A midyear review by a number of Green Street analysts shows improving prices in a majority of property types, as Michael Knott, managing director and head of U.S. REIT research opened with.
Yes, office, storage, and life science saw falls compared to March 2023. But prices were up for gaming, ground lease, healthcare, strip center, lodging, mall, data center, tower, industrial, and cold storage. In those sectors, there were stable cap rates and growing NOI. Private-market real estate was about 10% over estimated fair value, but listed REITs were fairly priced compared to bonds and inexpensive compared to the S&P 500 (though given the index’s structure, remember that is a comparison to a mix heavily overweighted with technology stocks).
Vince Tibone, managing director of malls and industrial, wrote that risk-adjusted discounted cash flow (DCF) expected return, after multiple adjustments, were on average 7.3%, ranging from data center at 6.9% to 7.7% for mall.

- Questions to answer
**1.** Do the following statements agree with the Green Street review? Answer yes or no for each and quote the deciding words. (a) Office prices rose compared to March 2023. (b) Listed REITs were inexpensive compared to the S&P 500. (c) Mall had the lowest risk-adjusted DCF expected return.
**2.** Restate the Green Street review paragraph that begins "Yes, office, storage, and life science" as a short list, keeping its main facts.

- Source material

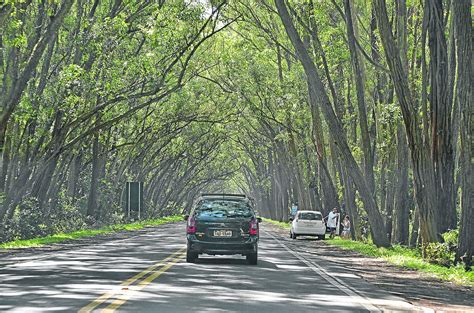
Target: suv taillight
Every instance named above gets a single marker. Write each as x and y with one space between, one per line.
253 230
191 226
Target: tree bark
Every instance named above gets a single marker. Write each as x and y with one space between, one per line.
337 131
359 79
422 168
464 95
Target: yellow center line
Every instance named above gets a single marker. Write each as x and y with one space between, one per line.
91 306
126 296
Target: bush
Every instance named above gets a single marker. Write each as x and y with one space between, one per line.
28 220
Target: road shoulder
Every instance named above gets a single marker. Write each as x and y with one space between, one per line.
415 287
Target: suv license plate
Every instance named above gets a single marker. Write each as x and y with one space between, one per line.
222 233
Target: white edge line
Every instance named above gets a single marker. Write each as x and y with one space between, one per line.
364 301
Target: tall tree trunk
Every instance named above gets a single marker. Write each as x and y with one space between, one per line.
359 78
464 95
337 131
402 211
420 153
441 124
94 185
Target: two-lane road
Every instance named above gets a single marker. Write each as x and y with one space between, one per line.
147 273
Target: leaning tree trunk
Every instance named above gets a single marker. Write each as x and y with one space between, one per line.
337 132
423 173
463 35
442 149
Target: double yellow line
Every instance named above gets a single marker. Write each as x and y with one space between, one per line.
123 294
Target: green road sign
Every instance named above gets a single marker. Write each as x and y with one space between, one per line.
134 199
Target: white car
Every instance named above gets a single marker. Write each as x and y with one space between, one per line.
308 223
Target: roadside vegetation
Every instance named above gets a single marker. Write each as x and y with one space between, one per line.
57 238
409 258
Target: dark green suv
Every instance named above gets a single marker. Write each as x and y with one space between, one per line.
222 224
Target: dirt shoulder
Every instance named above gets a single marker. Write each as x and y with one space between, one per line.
418 288
30 254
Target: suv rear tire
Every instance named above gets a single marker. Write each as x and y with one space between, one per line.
252 258
191 257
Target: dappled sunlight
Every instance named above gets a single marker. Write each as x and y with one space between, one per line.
72 279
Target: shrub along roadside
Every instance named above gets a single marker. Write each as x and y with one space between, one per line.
400 256
40 241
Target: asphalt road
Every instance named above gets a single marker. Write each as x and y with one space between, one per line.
147 273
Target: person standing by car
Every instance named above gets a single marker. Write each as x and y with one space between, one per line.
346 231
332 220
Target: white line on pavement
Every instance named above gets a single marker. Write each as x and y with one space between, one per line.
330 279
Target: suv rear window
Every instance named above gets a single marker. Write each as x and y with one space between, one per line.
310 216
223 208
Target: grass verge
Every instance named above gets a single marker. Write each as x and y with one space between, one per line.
402 257
277 223
40 241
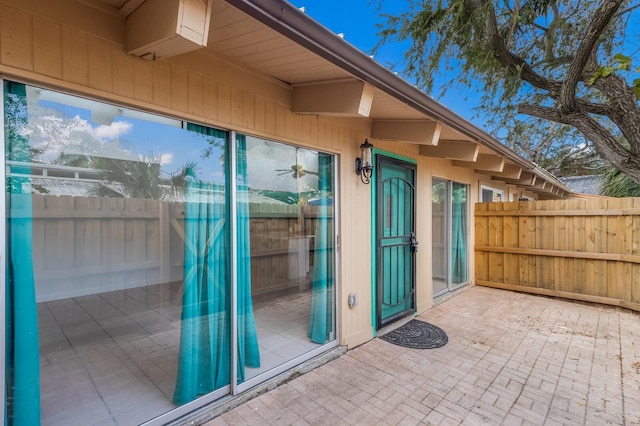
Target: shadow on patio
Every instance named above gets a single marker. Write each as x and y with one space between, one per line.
512 359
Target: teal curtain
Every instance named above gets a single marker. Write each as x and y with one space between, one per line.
204 359
203 363
248 351
22 369
459 261
322 287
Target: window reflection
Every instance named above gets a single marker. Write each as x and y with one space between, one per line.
119 276
291 210
96 197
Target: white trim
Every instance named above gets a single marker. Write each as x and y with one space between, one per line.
233 229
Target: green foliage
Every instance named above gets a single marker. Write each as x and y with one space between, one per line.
520 53
617 184
139 179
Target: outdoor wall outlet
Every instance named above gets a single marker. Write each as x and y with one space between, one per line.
353 300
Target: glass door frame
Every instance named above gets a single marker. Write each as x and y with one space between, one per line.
448 235
234 388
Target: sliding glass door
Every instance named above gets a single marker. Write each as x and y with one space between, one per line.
142 281
449 216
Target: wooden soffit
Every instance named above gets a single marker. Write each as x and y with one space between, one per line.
344 99
164 28
453 150
484 162
510 171
525 179
423 132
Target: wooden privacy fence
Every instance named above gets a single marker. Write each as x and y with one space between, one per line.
583 249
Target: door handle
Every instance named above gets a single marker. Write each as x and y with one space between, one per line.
413 242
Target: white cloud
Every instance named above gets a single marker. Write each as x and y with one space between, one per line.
113 131
166 158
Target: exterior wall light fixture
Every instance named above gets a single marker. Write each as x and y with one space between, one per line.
364 163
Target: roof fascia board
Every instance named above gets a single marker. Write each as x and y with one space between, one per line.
288 20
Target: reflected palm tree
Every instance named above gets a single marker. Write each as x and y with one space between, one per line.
140 179
297 171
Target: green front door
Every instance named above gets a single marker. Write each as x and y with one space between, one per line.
395 235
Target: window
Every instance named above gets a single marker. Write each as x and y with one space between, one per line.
491 195
449 215
120 230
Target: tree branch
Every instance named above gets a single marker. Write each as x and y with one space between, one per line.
593 131
627 10
508 58
599 23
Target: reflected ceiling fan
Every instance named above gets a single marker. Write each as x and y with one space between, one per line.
297 171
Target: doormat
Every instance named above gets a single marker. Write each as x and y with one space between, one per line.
417 335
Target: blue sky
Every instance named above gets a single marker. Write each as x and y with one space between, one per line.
357 20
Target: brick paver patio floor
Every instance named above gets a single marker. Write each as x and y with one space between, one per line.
512 359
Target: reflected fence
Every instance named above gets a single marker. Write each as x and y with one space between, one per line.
89 245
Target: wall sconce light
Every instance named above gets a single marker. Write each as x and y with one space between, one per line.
364 163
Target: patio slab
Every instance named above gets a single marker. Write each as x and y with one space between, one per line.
511 359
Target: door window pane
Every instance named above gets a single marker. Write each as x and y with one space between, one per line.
449 220
286 268
118 277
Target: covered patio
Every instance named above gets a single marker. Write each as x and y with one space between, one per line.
512 359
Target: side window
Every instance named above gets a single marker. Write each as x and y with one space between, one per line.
491 195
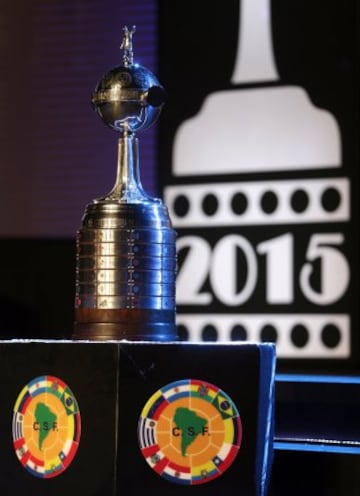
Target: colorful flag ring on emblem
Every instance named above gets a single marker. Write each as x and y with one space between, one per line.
46 427
190 432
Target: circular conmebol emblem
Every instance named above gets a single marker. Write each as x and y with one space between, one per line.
190 432
46 426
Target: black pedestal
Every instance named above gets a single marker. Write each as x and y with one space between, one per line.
127 418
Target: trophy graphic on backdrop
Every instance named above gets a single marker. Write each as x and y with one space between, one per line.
253 234
265 129
126 255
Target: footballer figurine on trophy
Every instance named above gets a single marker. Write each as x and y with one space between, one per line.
126 254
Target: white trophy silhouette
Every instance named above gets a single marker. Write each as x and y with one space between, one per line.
256 129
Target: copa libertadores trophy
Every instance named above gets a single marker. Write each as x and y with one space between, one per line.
126 255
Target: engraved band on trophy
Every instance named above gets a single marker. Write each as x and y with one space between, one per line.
126 253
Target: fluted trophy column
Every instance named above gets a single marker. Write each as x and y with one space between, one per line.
126 255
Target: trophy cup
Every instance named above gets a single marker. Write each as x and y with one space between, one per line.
126 254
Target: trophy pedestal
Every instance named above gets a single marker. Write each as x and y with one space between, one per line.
116 395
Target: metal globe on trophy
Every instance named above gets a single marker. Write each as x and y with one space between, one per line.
126 254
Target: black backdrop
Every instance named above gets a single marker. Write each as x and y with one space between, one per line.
316 48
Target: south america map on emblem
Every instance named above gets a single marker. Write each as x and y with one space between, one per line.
190 432
46 427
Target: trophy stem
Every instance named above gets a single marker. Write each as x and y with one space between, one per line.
128 187
126 251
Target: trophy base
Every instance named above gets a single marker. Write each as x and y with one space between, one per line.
130 324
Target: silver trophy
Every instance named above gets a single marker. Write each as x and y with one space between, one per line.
126 255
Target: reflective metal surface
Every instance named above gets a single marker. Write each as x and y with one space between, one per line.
126 255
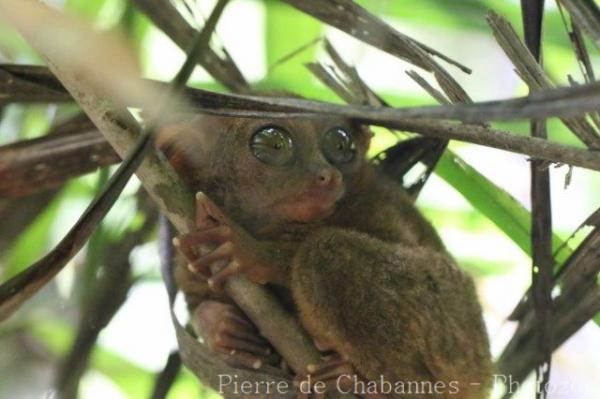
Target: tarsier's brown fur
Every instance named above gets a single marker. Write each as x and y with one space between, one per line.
368 274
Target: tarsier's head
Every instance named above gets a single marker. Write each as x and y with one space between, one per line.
289 170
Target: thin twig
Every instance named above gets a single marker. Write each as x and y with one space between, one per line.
541 216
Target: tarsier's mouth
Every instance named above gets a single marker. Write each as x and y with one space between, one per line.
311 204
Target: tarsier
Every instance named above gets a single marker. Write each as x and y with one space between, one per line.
294 204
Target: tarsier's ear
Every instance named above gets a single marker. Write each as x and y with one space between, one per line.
187 143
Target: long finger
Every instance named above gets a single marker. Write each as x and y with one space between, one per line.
217 280
203 263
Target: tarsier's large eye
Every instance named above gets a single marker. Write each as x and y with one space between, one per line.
338 147
272 145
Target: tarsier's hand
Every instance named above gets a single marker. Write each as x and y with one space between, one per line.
221 248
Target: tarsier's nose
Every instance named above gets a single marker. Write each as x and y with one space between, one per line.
328 176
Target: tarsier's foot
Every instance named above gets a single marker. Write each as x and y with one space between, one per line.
228 332
220 248
333 374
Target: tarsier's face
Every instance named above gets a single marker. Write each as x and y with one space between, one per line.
292 170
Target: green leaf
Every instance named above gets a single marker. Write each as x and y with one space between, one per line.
494 202
287 29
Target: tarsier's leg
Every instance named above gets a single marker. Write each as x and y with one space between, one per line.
404 313
225 328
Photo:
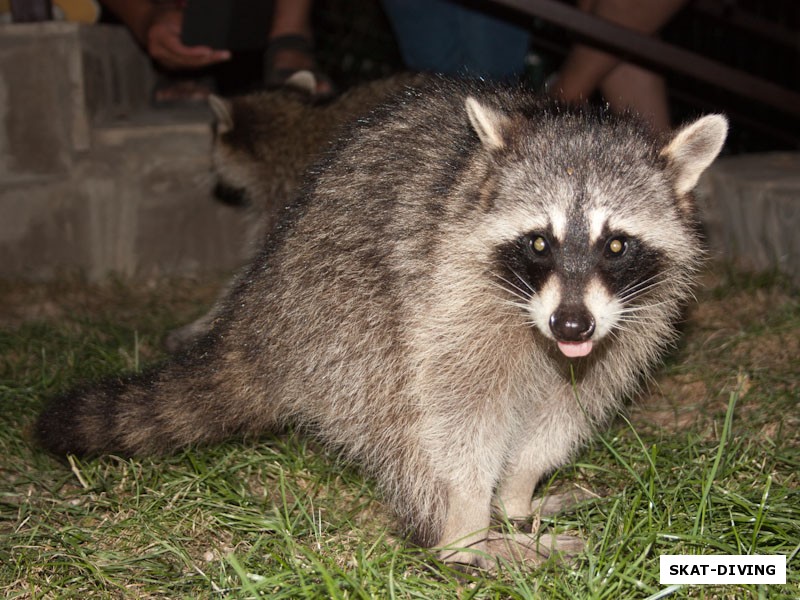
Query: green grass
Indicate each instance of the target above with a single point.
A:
(706, 462)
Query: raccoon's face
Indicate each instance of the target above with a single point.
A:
(604, 238)
(578, 286)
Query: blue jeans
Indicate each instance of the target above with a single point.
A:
(446, 37)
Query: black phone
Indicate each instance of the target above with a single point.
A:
(226, 24)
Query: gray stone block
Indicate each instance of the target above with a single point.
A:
(139, 204)
(58, 80)
(751, 208)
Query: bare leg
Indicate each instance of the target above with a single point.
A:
(629, 87)
(624, 85)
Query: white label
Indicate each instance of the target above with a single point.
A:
(716, 569)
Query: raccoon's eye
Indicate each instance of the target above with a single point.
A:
(616, 246)
(539, 245)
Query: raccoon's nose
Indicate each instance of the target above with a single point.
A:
(572, 324)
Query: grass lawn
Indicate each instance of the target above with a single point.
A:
(707, 461)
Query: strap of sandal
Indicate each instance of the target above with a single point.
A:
(291, 41)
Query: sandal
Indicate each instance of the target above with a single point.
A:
(297, 51)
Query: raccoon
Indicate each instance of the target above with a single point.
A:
(265, 141)
(473, 281)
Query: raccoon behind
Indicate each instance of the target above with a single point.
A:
(265, 141)
(474, 280)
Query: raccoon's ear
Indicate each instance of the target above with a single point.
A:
(223, 112)
(488, 123)
(693, 148)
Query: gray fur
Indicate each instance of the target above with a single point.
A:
(265, 141)
(384, 317)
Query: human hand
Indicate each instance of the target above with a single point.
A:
(163, 42)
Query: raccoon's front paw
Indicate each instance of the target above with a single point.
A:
(533, 550)
(468, 560)
(553, 504)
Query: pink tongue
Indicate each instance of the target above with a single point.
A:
(575, 349)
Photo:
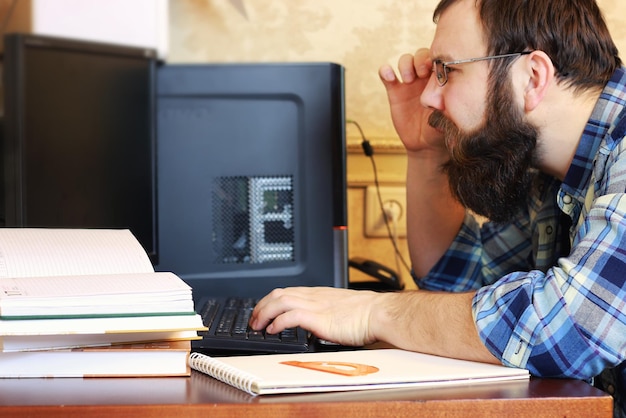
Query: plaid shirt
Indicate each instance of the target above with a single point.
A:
(556, 316)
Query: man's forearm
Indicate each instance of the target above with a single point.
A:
(429, 322)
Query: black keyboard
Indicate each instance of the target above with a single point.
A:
(229, 333)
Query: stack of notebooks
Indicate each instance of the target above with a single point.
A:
(81, 303)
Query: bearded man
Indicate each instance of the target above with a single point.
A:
(523, 123)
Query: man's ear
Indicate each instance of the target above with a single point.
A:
(540, 74)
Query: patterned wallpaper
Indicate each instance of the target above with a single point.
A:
(361, 35)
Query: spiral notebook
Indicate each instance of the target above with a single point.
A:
(347, 371)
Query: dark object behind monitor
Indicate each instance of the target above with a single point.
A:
(78, 148)
(251, 176)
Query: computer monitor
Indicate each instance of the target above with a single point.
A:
(79, 139)
(251, 176)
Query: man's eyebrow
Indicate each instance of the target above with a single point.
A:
(441, 57)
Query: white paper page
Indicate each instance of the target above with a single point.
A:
(36, 252)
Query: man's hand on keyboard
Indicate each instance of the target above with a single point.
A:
(338, 315)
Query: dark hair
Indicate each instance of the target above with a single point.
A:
(572, 32)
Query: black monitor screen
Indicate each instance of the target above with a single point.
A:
(79, 137)
(251, 176)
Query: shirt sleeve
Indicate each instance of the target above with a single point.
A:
(569, 321)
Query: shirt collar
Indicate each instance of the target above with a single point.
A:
(610, 105)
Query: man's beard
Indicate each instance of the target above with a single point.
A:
(488, 170)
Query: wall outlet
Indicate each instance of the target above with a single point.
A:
(394, 202)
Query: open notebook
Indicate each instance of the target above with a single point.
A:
(347, 370)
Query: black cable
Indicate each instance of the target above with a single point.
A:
(7, 17)
(369, 152)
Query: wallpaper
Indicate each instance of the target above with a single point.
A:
(360, 35)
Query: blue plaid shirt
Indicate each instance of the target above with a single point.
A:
(558, 316)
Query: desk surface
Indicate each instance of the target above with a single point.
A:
(200, 394)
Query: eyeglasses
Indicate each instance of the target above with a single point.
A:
(441, 68)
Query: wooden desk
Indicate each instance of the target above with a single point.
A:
(203, 396)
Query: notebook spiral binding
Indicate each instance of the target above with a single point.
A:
(223, 372)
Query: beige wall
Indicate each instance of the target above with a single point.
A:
(360, 35)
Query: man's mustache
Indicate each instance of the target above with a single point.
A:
(438, 121)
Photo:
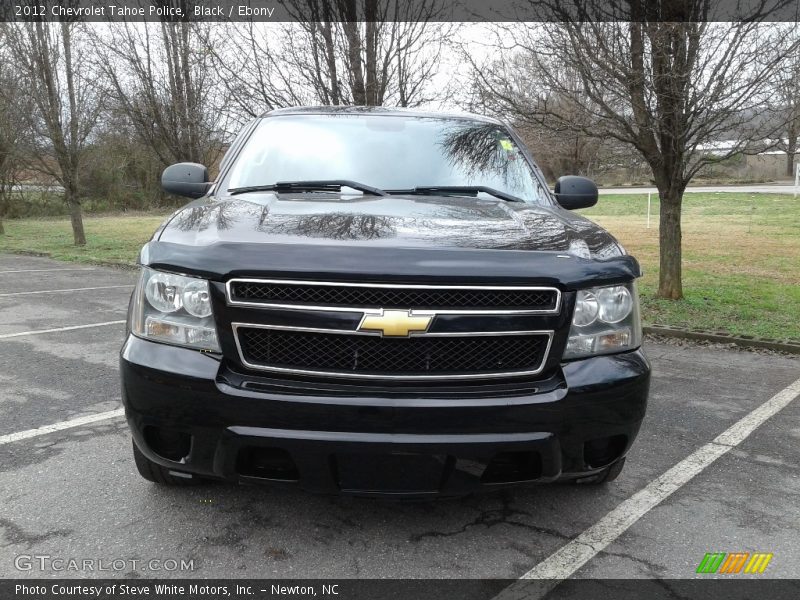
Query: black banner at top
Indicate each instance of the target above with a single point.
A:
(400, 10)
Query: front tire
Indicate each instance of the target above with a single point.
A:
(158, 474)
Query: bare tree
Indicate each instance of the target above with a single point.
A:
(787, 98)
(161, 77)
(12, 128)
(340, 52)
(53, 63)
(664, 83)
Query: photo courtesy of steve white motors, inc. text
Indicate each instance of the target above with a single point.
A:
(170, 589)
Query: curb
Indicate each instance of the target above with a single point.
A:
(789, 346)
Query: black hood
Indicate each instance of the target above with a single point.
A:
(387, 237)
(391, 221)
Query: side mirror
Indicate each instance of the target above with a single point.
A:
(186, 179)
(575, 192)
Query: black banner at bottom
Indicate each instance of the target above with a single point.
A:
(729, 588)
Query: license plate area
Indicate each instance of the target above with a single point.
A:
(394, 472)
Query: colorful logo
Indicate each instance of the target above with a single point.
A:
(734, 562)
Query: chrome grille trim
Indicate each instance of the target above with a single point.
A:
(340, 374)
(354, 309)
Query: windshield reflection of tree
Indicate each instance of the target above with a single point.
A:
(476, 150)
(220, 214)
(337, 226)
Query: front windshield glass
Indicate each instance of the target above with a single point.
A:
(392, 153)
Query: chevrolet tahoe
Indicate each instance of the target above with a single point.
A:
(379, 301)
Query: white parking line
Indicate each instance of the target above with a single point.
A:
(43, 270)
(573, 555)
(103, 287)
(30, 433)
(57, 329)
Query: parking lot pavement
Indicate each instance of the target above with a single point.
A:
(75, 493)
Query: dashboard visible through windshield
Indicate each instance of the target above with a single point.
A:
(397, 154)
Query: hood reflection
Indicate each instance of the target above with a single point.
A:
(402, 221)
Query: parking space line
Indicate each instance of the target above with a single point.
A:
(102, 287)
(31, 433)
(44, 270)
(572, 556)
(4, 336)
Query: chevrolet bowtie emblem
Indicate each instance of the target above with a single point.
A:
(395, 323)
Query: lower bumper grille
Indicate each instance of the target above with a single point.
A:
(406, 358)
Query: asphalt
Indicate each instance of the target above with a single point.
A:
(76, 494)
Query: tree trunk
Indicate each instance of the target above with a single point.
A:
(75, 216)
(669, 276)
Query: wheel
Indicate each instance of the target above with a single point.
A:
(158, 474)
(610, 473)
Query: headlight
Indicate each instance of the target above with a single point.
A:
(174, 309)
(605, 320)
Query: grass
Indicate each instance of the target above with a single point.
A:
(741, 255)
(741, 260)
(110, 239)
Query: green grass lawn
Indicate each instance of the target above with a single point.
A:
(741, 260)
(110, 239)
(741, 255)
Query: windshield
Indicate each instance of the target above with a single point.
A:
(393, 153)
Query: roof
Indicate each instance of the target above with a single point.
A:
(385, 111)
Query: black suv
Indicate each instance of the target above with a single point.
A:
(377, 301)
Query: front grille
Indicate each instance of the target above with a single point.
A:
(373, 356)
(441, 298)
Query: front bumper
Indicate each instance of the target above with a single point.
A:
(190, 412)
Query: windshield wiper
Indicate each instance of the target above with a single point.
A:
(325, 185)
(461, 190)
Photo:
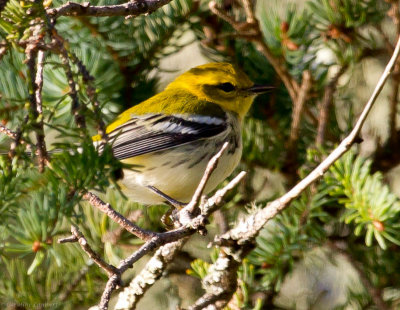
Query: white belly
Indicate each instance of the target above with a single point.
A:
(176, 174)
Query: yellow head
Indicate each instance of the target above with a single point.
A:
(219, 83)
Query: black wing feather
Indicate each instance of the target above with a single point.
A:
(138, 138)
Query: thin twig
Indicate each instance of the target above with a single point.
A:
(212, 164)
(109, 269)
(209, 206)
(117, 217)
(248, 8)
(252, 32)
(237, 242)
(11, 134)
(76, 108)
(35, 82)
(153, 270)
(132, 8)
(297, 113)
(325, 105)
(66, 293)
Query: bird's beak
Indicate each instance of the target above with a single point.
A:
(259, 89)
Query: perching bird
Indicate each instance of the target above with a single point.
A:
(170, 137)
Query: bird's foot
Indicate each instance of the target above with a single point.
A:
(171, 201)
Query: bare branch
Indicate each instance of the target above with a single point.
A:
(248, 8)
(71, 286)
(35, 82)
(109, 269)
(11, 134)
(132, 8)
(298, 107)
(325, 105)
(117, 217)
(252, 32)
(158, 240)
(212, 164)
(76, 108)
(153, 270)
(237, 242)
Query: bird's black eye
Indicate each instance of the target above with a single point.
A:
(226, 87)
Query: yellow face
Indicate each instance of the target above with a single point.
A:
(220, 83)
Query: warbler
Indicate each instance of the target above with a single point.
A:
(171, 137)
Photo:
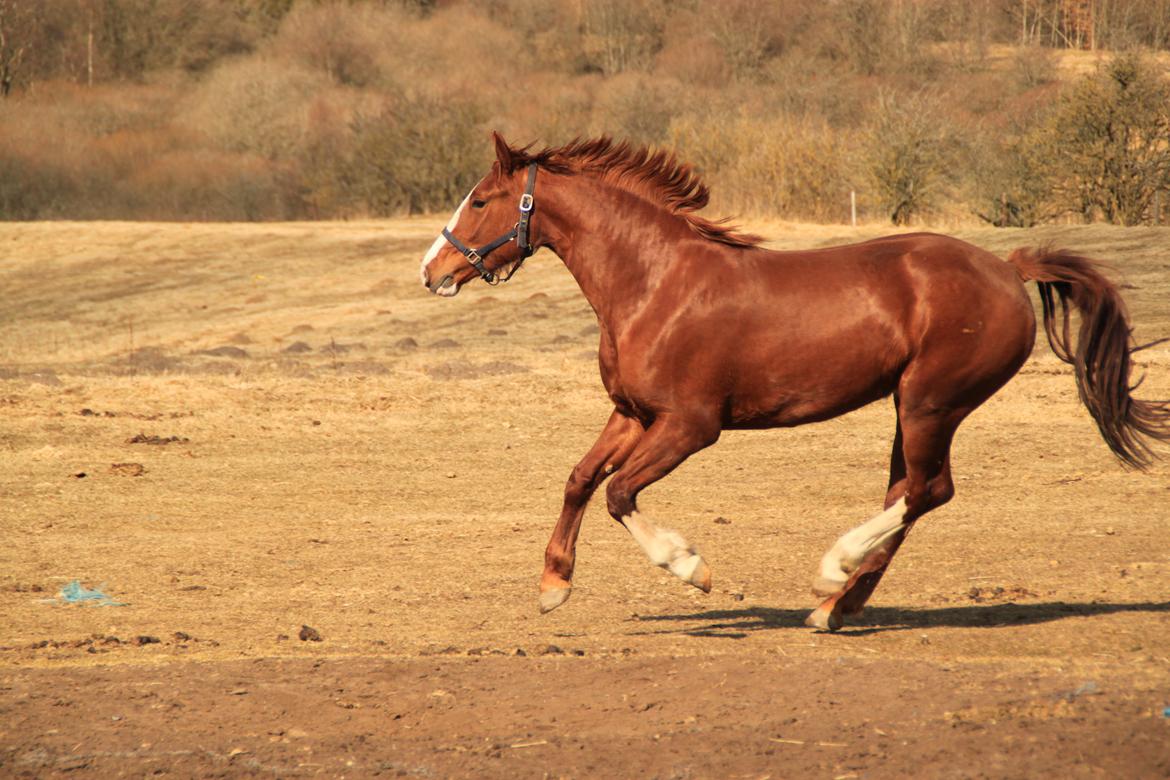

- Solutions to the tasks
**1.**
(a) No: "office, storage, and life science saw falls compared to March 2023"
(b) Yes: "inexpensive compared to the S&P 500"
(c) No: "ranging from data center at 6.9% to 7.7% for mall"

**2.**
- Price falls since March 2023: office, storage, life science
- Price rises: gaming, ground lease, healthcare, strip center, lodging, mall, data center, tower, industrial, cold storage
- Rising sectors had stable cap rates and growing NOI
- Private-market real estate was about 10% over estimated fair value
- Listed REITs were fairly priced against bonds and inexpensive against the S&P 500, an index heavily overweighted with technology stocks